(Coordinate labeling data)
__________________________________________________

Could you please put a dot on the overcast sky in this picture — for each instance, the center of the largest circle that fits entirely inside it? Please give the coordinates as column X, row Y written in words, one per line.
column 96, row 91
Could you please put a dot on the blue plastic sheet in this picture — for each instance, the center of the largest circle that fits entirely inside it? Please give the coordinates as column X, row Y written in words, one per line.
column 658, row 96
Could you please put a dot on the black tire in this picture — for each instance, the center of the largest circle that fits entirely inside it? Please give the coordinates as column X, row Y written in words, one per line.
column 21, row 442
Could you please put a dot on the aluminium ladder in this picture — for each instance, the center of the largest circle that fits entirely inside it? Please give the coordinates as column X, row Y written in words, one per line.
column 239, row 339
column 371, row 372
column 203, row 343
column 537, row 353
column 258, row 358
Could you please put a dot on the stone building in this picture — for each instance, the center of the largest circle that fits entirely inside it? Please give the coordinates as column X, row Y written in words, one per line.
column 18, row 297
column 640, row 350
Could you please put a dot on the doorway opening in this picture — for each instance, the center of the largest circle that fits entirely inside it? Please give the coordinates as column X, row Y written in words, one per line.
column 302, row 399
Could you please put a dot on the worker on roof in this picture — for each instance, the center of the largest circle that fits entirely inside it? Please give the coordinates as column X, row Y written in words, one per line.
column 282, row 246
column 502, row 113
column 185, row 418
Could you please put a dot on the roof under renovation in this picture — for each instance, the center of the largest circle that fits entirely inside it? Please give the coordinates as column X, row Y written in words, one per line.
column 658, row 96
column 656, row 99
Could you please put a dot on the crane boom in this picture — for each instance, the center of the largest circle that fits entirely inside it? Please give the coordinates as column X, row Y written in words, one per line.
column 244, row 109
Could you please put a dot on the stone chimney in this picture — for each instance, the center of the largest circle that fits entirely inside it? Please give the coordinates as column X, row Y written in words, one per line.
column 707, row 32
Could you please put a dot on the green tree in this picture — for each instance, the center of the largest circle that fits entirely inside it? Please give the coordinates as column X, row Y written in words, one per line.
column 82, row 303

__________________________________________________

**Exercise prompt**.
Reproduce verbatim the records starting at the line that contains "Could you please put a dot on the green" and ending with the last line of the records, including both ends.

**Solution for this task**.
Could you please put a dot on the green tree in this picture — for each instance, the center of the largest circle that fits entirely inside it? Please give the coordinates as column X, row Y written in words, one per line.
column 82, row 303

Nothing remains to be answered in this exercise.